_TU TAREA_
En la entrevista sobre vivir del arte, ¿dónde conoció la persona entrevistada a Ignacio Gutiérrez Zaldívar?

_TEXTO PARA LEER_
+ + + +

Vivir del arte

–¿Cree que el Gobierno lleva adelante una buena gestión en cuanto a la cultura y en particular, al arte?

–Yo rescato la parte positiva, al menos las intenciones están. Hay que incentivar la aprobación en la provincia de la Ley de Exportación  de Obras de Arte. Los artistas locales necesitamos que se agilice el trámite para poder vender con mayor facilidad. En Buenos Aires, el trámite se hace en un día. Desde acá, demora un mes y medio.

–¿Cómo fue que llegó a formar parte de la galería Zurbarán?

–Lo conocí a Nacho –Ignacio Gutiérrez Zaldívar– en una subasta realizada en el Sheraton a beneficio del hospital Notti. Éramos muchos artistas y yo participé como una más. Yo no lo conocía ni él a mí. Se topó con mi obra y desde entonces trabajamos juntos. El trato con los artistas en Zurbarán es excelente. Tienen el mejor equipo y te proporcionan acceso a catálogos que una jamás podría conseguir de otra forma.

–¿Es redituable dedicarse a pintar? ¿Se puede vivir de esto o sólo lo es para dos o tres artistas que llegan a hacerse conocidos y para los demás no?

–Sí, se puede, ¡pero es tan irregular nuestro trabajo! Hay meses que son tan buenos y otros que no. La única clave está en saber administrarse, eso es algo que a los artistas nos cuesta mucho.

–¿Qué circuito de venta le da mayores resultados?

–Yo tengo dos circuitos, el de la galería, que es muy cómodo porque uno sólo tiene que hacer lo que le gusta, que es pintar, y el directo, el de quien me contacta y me pide una obra. En Mendoza, tengo bastantes clientes. Es tan chico que en poco tiempo, si te gusta un trabajo, tenés acceso al pintor.
+ + + +
_MATERIAL PRESENTADO_
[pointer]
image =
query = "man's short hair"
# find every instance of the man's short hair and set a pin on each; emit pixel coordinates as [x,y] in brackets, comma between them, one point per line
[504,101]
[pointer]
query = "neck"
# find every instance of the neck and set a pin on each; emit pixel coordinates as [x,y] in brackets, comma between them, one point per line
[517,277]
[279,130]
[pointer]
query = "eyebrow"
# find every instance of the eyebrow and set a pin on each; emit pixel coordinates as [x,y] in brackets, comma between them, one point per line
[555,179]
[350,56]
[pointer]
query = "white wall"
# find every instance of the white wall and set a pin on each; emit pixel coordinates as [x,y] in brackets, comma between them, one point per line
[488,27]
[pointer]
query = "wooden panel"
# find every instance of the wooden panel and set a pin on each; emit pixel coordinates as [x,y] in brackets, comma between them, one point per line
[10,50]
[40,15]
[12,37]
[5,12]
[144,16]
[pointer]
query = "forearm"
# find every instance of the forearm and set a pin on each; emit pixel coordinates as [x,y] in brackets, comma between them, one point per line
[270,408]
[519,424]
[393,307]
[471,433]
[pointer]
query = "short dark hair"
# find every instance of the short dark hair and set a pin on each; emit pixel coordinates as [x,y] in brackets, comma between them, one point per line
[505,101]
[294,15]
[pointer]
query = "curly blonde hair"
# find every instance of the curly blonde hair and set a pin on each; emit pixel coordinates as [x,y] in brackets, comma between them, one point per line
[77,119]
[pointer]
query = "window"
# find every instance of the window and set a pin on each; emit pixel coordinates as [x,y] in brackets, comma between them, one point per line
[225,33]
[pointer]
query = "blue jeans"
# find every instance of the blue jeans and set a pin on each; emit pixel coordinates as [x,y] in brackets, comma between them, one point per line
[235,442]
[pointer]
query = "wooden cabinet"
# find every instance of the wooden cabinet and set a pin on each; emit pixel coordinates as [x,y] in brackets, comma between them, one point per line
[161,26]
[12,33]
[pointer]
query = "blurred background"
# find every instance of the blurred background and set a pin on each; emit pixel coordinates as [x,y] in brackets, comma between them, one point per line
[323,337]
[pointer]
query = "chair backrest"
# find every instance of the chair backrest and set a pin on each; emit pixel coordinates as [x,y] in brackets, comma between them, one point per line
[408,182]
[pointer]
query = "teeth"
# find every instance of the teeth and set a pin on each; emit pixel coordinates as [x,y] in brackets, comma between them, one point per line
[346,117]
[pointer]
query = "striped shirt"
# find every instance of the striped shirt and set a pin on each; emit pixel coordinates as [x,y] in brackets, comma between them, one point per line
+ + + +
_SOLUCIÓN DEL EJERCICIO_
En una subasta realizada en el Sheraton a beneficio del hospital Notti.